# What this task involves
The response must reproduce every record in full.

**** Data supplied ****

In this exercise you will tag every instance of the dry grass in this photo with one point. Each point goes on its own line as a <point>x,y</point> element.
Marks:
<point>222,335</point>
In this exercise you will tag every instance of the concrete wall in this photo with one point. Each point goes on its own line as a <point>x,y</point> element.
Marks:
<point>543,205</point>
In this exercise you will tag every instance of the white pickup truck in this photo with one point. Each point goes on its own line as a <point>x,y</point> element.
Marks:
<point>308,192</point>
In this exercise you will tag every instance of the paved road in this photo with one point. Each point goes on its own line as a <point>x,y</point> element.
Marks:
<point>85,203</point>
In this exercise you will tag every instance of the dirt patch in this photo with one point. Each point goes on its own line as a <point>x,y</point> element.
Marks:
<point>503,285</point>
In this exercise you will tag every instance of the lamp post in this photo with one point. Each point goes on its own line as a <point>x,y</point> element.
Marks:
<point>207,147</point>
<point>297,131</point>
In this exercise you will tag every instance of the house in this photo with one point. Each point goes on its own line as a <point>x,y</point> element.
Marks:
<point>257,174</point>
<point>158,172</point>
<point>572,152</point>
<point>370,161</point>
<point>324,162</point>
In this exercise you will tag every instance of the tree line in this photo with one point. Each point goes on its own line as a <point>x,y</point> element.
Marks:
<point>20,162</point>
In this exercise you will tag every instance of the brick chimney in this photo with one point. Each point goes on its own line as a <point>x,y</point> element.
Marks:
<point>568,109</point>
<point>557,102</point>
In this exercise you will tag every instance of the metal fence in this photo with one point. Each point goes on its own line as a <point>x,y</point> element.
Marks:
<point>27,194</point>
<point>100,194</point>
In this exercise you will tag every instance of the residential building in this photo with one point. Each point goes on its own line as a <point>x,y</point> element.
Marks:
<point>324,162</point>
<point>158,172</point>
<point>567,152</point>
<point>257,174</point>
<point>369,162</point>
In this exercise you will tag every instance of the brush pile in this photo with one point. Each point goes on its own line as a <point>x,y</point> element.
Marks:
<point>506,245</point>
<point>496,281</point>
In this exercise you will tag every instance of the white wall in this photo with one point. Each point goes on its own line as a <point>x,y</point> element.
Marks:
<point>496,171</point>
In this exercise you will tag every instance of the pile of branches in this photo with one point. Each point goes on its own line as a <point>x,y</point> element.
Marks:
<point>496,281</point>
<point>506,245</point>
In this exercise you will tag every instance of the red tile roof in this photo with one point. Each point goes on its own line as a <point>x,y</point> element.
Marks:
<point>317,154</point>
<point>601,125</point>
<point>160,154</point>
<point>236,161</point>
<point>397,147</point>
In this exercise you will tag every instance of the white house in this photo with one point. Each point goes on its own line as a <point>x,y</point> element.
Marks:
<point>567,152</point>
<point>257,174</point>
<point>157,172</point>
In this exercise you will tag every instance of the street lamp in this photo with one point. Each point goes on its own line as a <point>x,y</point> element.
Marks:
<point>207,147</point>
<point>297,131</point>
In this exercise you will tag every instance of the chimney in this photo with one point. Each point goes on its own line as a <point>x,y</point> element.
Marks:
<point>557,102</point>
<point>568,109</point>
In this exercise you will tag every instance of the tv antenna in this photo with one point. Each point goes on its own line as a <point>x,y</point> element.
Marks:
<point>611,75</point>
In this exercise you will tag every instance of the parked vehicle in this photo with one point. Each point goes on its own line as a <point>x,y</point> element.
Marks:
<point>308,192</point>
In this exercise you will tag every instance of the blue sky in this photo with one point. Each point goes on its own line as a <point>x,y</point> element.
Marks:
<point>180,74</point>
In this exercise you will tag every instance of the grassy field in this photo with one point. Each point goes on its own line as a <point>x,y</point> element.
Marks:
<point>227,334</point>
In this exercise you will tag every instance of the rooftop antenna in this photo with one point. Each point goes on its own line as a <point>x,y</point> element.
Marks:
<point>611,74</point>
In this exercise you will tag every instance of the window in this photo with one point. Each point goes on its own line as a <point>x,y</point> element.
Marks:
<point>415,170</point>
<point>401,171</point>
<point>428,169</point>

****

# Result for this exercise
In this exercise you will tag every instance of the dry grass in this photo with one point. Each point goes on its own line as a <point>x,y</point> element.
Marks:
<point>222,335</point>
In this exercise you will tag every instance of the concrete wall in this photo with one point. Each point goes on its own line as a <point>x,y</point> element.
Marks:
<point>543,205</point>
In this exercise you will tag every instance of the white pickup truck in this photo with one point. Each point goes on its own line as a <point>x,y</point> element.
Marks:
<point>308,192</point>
In this exercise you will tag every instance of the paved road in this photo with one point. Each point goes on its own line as a <point>x,y</point> element.
Marks:
<point>85,203</point>
In this exercise you will tag every instance of the dirt patch in this photo with one point. Each point goes on its own line as a <point>x,y</point> element.
Marks:
<point>503,285</point>
In this exercise you will tag every instance of the lamp post in this photo with one point. Each point goes on its own line as a <point>x,y</point> element.
Marks:
<point>207,147</point>
<point>297,131</point>
In this exercise you will tag every instance of the house in this photo with one point. Each point goes on its own line as a <point>x,y</point> element.
Marks:
<point>257,174</point>
<point>158,172</point>
<point>572,152</point>
<point>370,161</point>
<point>324,162</point>
In this exercise you will tag every instance of the tree line in this photo with one point. Each point goes on its own line as a <point>x,y</point> element.
Marks:
<point>20,162</point>
In this exercise you will tag every instance of the brick chimney in this photo with one point. Each point goes on its own line as a <point>x,y</point> element.
Marks:
<point>568,109</point>
<point>557,102</point>
In this exercise you will tag every instance of the metal fence in this photo with one point. Each point goes on its own line as a <point>x,y</point> element.
Marks:
<point>27,194</point>
<point>100,194</point>
In this exercise you will tag every instance of the residential building in this photo with one point. Each point goes on its own line as a <point>x,y</point> element.
Marks:
<point>324,162</point>
<point>158,172</point>
<point>567,152</point>
<point>257,174</point>
<point>369,162</point>
In this exercise you will tag every instance of the brush pile in this photo with one point. Each point goes on its own line as a <point>x,y</point> element.
Marks:
<point>506,245</point>
<point>496,281</point>
In this exercise you will tag every instance of the white wall in this photo with one point. Each point goes on its own line as a <point>x,y</point> element.
Marks:
<point>496,171</point>
In this exercise you will tag every instance of the pile of branches in this photo with one point. Each point goes on its own line as a <point>x,y</point> element.
Marks:
<point>496,281</point>
<point>506,245</point>
In this exercise you will tag every instance of the red tile roof in this photo with one point. Each point goes on its own line as a <point>x,y</point> element.
Marks:
<point>317,154</point>
<point>601,125</point>
<point>160,154</point>
<point>236,161</point>
<point>397,147</point>
In this exercise you will tag every instance of the white house in this photo with one point. Each point goes on its own line as a <point>x,y</point> element.
Marks:
<point>567,152</point>
<point>257,174</point>
<point>157,172</point>
In this exercise you will tag every instance of the street lamp in this photo with one point. Each point goes on its own line as a <point>x,y</point> element.
Marks:
<point>207,147</point>
<point>297,131</point>
In this exercise you will tag every instance of the chimney in this photo with one point. Each point goes on its own line as a <point>x,y</point> element.
Marks:
<point>557,102</point>
<point>568,109</point>
In this exercise you will tag every instance of the tv antenna in this photo with one point. Each point goes on its own line as a <point>x,y</point> element.
Marks:
<point>611,75</point>
In this exercise you will tag every instance of the parked vehicle in this photo with one point. Each point goes on its own line as a <point>x,y</point> element.
Marks:
<point>308,192</point>
In this exercise you will tag every instance of the blue sky in this photo with one point. Each point goes on its own line as a <point>x,y</point> element.
Marks:
<point>180,74</point>
In this exercise you will tag every instance of the grassy field in this photo with one point. Each point goes on its own line as a <point>x,y</point> element.
Marks:
<point>227,334</point>
In this exercise you will tag every instance of the rooftop antenna in this photo with one point. Each point goes on its own line as a <point>x,y</point> element.
Marks:
<point>611,74</point>
In this exercise you will tag every instance of the window in this photo with one point. Each point goes on its own line as a <point>x,y</point> element.
Marks:
<point>415,170</point>
<point>401,171</point>
<point>428,169</point>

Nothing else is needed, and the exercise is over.